[Recorded data]
+ + + + + + +

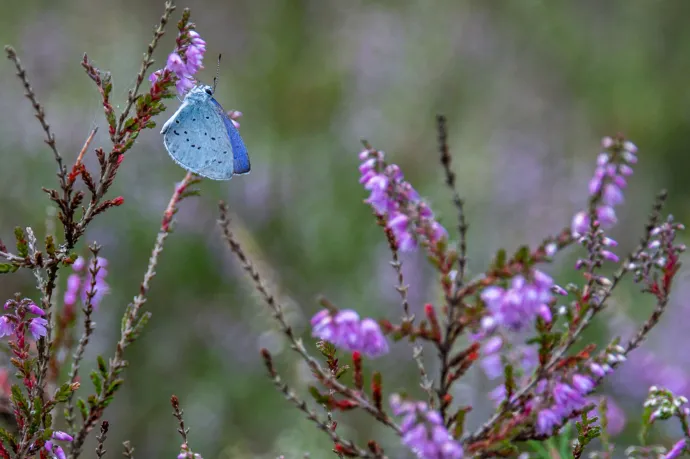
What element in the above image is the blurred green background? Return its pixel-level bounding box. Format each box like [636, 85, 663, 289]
[0, 0, 690, 459]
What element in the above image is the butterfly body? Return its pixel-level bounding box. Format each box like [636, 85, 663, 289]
[161, 85, 251, 180]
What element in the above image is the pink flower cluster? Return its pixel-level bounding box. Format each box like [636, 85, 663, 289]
[390, 394, 464, 459]
[572, 137, 637, 235]
[480, 270, 565, 330]
[537, 374, 594, 435]
[149, 30, 206, 95]
[64, 257, 110, 309]
[0, 300, 48, 340]
[43, 430, 74, 459]
[311, 309, 388, 358]
[359, 150, 448, 252]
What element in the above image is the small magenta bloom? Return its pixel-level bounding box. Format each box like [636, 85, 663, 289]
[359, 150, 448, 252]
[553, 383, 586, 415]
[390, 394, 464, 459]
[43, 440, 67, 459]
[571, 137, 637, 235]
[311, 309, 388, 358]
[149, 29, 206, 95]
[64, 257, 110, 309]
[0, 316, 14, 338]
[359, 319, 388, 358]
[480, 270, 554, 330]
[53, 430, 74, 441]
[27, 303, 46, 317]
[29, 317, 48, 339]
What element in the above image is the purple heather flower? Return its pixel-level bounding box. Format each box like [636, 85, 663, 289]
[359, 150, 448, 252]
[311, 309, 388, 358]
[0, 316, 14, 337]
[64, 257, 110, 309]
[572, 137, 637, 234]
[553, 383, 586, 415]
[390, 394, 464, 459]
[53, 430, 74, 441]
[149, 30, 206, 95]
[29, 317, 48, 339]
[481, 270, 554, 330]
[43, 440, 67, 459]
[72, 257, 86, 272]
[589, 362, 613, 377]
[27, 303, 46, 317]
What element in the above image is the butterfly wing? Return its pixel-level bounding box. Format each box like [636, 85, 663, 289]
[161, 101, 234, 180]
[211, 99, 251, 175]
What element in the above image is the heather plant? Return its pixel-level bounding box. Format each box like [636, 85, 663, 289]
[0, 2, 690, 459]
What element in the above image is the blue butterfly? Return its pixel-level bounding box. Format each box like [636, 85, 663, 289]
[161, 85, 251, 180]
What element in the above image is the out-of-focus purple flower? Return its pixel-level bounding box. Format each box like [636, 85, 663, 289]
[481, 354, 503, 380]
[553, 382, 586, 415]
[149, 29, 206, 95]
[390, 394, 464, 459]
[311, 309, 388, 358]
[53, 430, 74, 441]
[27, 303, 46, 317]
[0, 316, 14, 338]
[573, 374, 594, 395]
[572, 137, 637, 235]
[43, 440, 67, 459]
[359, 150, 448, 252]
[537, 408, 562, 435]
[481, 270, 554, 330]
[29, 317, 48, 339]
[64, 257, 110, 309]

+ + + + + + +

Quote the lines above word for word, from the line with "What element in the above image is the pink" through the line with "[0, 2, 690, 459]", including both of those lines.

What element in the above image is the pink flower cluster? Return its pixel-level bounding box. Format each box like [636, 85, 663, 289]
[390, 394, 464, 459]
[572, 137, 637, 235]
[480, 270, 565, 330]
[537, 374, 594, 435]
[149, 30, 206, 95]
[64, 257, 110, 309]
[0, 300, 48, 340]
[43, 430, 74, 459]
[311, 309, 388, 358]
[359, 150, 448, 252]
What element in the above image is the small magenta bloom? Return its pixel-level bounding box. Format each box like [636, 85, 663, 289]
[359, 150, 448, 252]
[553, 383, 586, 415]
[390, 394, 464, 459]
[43, 440, 67, 459]
[571, 137, 637, 235]
[311, 309, 388, 358]
[149, 29, 206, 95]
[64, 257, 110, 309]
[0, 316, 14, 338]
[359, 319, 388, 358]
[480, 270, 554, 330]
[53, 430, 74, 441]
[27, 303, 46, 317]
[29, 317, 48, 339]
What element in the above image is the purple heather flower? Return its pixel-level bounding box. Format each box like [636, 85, 663, 289]
[359, 150, 448, 252]
[311, 309, 388, 358]
[0, 316, 14, 337]
[64, 257, 110, 309]
[572, 137, 637, 234]
[553, 383, 586, 415]
[390, 394, 464, 459]
[53, 430, 74, 441]
[149, 30, 206, 95]
[29, 317, 48, 339]
[481, 270, 554, 330]
[43, 440, 67, 459]
[72, 257, 86, 272]
[589, 362, 613, 377]
[27, 303, 46, 317]
What element in the above image is the butterfly wing? Return its pixel-level bounding box. Format each box like [636, 85, 663, 289]
[161, 101, 234, 180]
[211, 99, 251, 175]
What element in the above image is the heather plant? Return its pixel-level bounding box. Format each box like [636, 85, 663, 289]
[0, 2, 690, 459]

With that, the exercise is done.